▶ [Enunciado 1]
No texto sobre a importância da Olimpíada para o Brasil, em que ano André Heller foi cortado do Mundial?
▶ [Enunciado 2]
Retome o texto sobre a importância da Olimpíada para o Brasil logo após a última frase apresentada, no mesmo tom e na mesma voz.

▶ [Trecho fornecido]
Importância da Olimpíada para o Brasil
O esporte do Brasil nunca teve metas. E ter estabelecido e chegado perto é um avanço importante. Onde temos que melhorar? Concordo, temos de fazer críticas. Em alguns esportes, não fomos bem, como a natação, o atletismo. Podíamos mais. Tem coisas que você perde e em outras ganha. É do jogo. Fica o aprendizado. Para mim, como um homem do esporte, o processo de 2020 já começou. O Brasil não pode ser uma Grécia. O Brasil tem de ser uma Grã-Bretanha. Claro que não pretendemos ser a prioridade de investimento do país. O país quer educação, saúde, segurança. O esporte entra ali. Até como educação, bacana. O alto rendimento, precisamos buscar na iniciativa privada. Ser eficientes para avançar. Muitas coisas boas foram feitas. Todos nós, a princípio, em 2009, tivemos dúvida. Temos de reconhecer o belíssimo trabalho que foi feito. Todos com saudade, abstinência. O país viveu, a cidade particularmente. Foi um sucesso. Usar isso como projeto de excelência, como referência. Não é o resultado em si. Foi como executamos. Esporte de alto rendimento é isso. Que se possa usar isso como legado, ver o que podemos fazer. E fazer com seriedade, investimentos corretos.
Bacana ter feito parte disso tudo e ver que há esperança. Duvido que haja alguém que não tenha tido dúvidas. Todo mundo teve. Como brasileiro, até estava lendo o Zuenir Ventura, a autoestima foi trabalhada. A gente acredita realmente. O vôlei acabou sendo privilegiado por ser último a ganhar. Virou uma certa comoção. Minha filha ficou meio assustada: “Papai, nunca mais na minha vida vou com você ao shopping”. É o momento. Segunda, depois da Olimpíada, fomos comer no shopping. E deu um tumulto, realmente. É reconhecimento. É bacana, absolutamente sincero. As pessoas me abraçam na rua. Você para, olha e pensa: “Fiz alguma coisa legal”. É uma responsabilidade, mas tinha um legado que queríamos deixar. Trabalhamos muito. E isso é um exemplo. Com seriedade, ética, tentando fazer o certo, sendo verdadeiro. Claro que vou errar, mas vou tentar fazer a coisa certa. Quando as coisas acontecem. Lipe tendo reconhecimento depois de uma carreira dura. Éder, último corte em 2008 e 2012. Claro que ficou frustrado. Em algum momento, me odiou. Eu fui jogador também, sei como é. É uma escolha. Ele continuou. Isso é um exemplo. Venceu por isso, é um campeão olímpico. O André Heller, em 2002, cortei do Mundial. Ele me perguntou: “O que eu preciso fazer para voltar e não ser mais cortado?”. Eu disse. Ele voltou e foi titular por anos. É trabalho, disciplina.

▶ [Linhas de dados]

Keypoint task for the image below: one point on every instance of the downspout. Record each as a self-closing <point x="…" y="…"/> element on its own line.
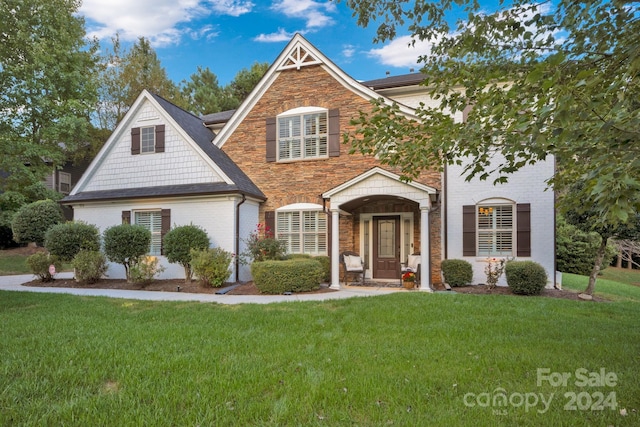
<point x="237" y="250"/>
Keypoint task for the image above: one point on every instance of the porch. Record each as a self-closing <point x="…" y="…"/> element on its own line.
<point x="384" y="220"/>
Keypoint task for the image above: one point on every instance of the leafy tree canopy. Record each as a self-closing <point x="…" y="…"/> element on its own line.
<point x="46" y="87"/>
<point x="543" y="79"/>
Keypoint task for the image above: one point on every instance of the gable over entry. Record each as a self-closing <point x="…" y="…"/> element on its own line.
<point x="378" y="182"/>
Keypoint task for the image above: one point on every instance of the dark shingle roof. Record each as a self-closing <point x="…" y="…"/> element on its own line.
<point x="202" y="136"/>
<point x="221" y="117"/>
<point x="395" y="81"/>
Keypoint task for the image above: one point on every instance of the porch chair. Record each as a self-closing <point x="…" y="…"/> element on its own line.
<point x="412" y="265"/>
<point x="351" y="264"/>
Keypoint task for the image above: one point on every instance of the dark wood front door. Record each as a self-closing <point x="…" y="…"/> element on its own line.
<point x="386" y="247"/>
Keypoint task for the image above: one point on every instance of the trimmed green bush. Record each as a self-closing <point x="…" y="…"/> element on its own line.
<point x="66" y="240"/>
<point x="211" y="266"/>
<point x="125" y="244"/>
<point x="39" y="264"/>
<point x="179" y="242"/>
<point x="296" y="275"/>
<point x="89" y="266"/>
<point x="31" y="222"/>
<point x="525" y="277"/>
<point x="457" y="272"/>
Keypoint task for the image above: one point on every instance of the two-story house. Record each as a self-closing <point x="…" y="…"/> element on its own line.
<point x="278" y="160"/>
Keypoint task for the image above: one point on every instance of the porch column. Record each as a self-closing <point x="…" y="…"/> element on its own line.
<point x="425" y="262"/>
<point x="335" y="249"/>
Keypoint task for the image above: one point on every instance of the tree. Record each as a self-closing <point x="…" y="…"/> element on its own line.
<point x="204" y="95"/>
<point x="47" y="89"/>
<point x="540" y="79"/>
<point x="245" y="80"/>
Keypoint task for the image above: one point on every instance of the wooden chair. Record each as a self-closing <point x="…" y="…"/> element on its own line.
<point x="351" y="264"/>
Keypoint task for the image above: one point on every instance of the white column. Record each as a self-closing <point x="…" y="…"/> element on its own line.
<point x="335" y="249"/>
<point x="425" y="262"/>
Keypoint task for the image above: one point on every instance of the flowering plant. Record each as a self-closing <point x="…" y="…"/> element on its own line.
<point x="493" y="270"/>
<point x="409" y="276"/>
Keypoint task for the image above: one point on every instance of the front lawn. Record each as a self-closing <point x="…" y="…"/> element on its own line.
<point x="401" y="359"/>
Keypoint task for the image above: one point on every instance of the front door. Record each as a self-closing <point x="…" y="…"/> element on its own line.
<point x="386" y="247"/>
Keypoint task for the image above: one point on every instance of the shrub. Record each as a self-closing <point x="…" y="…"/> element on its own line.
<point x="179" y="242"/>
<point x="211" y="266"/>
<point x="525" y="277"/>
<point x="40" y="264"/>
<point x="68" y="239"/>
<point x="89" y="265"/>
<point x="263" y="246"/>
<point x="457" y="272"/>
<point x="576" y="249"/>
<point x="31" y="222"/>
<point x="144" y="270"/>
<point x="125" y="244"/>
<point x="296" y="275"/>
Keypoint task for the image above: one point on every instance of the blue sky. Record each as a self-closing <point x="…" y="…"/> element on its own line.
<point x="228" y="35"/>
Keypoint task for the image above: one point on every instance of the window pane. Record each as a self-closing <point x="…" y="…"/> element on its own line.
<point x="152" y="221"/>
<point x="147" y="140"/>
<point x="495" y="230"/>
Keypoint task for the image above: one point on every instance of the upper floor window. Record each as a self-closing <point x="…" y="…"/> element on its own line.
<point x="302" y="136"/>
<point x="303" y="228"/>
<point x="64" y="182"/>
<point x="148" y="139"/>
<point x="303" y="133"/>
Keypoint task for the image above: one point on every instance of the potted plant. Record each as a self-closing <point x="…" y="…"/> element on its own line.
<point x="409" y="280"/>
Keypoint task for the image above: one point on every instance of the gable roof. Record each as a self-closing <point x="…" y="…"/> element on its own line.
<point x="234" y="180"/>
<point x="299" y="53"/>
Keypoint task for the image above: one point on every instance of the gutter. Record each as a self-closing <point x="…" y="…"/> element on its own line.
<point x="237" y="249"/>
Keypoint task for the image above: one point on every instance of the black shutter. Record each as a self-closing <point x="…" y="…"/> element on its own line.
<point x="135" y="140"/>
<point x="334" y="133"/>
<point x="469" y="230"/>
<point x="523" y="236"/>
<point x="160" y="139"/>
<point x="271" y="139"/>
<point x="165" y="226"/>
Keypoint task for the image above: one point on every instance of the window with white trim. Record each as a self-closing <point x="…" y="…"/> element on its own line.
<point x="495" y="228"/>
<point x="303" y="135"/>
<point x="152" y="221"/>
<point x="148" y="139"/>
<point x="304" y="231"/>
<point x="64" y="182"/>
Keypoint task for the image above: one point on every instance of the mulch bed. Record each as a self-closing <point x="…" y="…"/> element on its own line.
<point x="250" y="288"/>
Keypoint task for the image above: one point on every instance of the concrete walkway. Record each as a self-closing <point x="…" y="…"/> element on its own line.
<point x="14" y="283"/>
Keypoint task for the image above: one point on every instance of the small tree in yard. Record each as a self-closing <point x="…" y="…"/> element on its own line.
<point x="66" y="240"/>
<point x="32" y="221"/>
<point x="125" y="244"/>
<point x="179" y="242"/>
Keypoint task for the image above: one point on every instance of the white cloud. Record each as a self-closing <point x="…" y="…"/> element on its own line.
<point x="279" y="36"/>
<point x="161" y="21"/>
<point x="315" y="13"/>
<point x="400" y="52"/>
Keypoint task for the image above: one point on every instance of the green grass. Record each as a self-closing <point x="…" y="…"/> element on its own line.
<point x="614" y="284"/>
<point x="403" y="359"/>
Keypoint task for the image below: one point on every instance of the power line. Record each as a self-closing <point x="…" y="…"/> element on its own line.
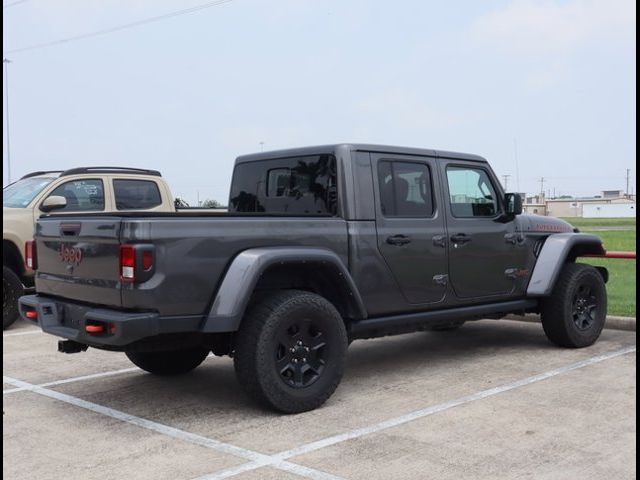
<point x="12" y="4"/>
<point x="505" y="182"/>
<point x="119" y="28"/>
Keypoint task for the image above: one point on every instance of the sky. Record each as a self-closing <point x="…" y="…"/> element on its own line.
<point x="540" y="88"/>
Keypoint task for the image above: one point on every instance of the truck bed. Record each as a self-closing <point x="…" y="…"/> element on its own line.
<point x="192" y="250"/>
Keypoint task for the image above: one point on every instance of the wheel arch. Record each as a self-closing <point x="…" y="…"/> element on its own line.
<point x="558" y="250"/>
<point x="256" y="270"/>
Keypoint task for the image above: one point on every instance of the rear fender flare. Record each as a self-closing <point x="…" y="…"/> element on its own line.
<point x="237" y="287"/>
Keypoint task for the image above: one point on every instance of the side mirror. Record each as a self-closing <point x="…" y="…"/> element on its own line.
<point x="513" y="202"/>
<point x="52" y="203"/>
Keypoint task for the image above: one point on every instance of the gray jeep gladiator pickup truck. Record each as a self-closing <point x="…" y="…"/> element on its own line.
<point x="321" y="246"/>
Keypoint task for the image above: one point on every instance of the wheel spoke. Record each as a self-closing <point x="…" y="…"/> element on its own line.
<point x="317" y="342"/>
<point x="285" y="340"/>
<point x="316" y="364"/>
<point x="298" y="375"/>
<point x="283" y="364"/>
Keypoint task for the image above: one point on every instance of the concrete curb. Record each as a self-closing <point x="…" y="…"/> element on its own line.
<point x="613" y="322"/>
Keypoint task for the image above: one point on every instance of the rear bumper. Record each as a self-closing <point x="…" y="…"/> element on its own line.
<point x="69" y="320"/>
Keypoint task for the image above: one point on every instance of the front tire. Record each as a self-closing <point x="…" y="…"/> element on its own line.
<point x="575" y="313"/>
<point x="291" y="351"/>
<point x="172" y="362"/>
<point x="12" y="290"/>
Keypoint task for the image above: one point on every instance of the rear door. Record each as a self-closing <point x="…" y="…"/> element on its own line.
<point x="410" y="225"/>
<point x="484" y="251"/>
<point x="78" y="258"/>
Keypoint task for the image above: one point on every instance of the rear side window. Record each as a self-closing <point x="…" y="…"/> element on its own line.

▶ [Resposta 1]
Em 2002.

▶ [Resposta 2]
Volta ao trabalho no Rio
A gente tem um grupo bem mudado. Um ciclo acabou, começa outro. A gente diz que acabou a pressão, mas já começa de novo. Elas têm de saber, jogadoras como Gabi, Roberta, Drussilla, a Anne, que chegou agora, que um novo ciclo começou. Ainda que você possa descansar o corpo, a mente já está pensando no novo ciclo. E novo ciclo começa com trabalho. Primeiro, com o clube. Depois, associando à seleção. Nós estamos começando o trabalho com o grupo mudado. Temos a levantadora, que vai começar como titular, a Roberta, que teve uma série de boas professoras, Fernanda Venturini, fofão, Dani Lins, Courtney – um processo que ela acaba como titular, mas que foi uma jogadora de muita experiência, essa vivência importante. É um ciclo importante para ela, que a gente espera que ela saiba o que fazer.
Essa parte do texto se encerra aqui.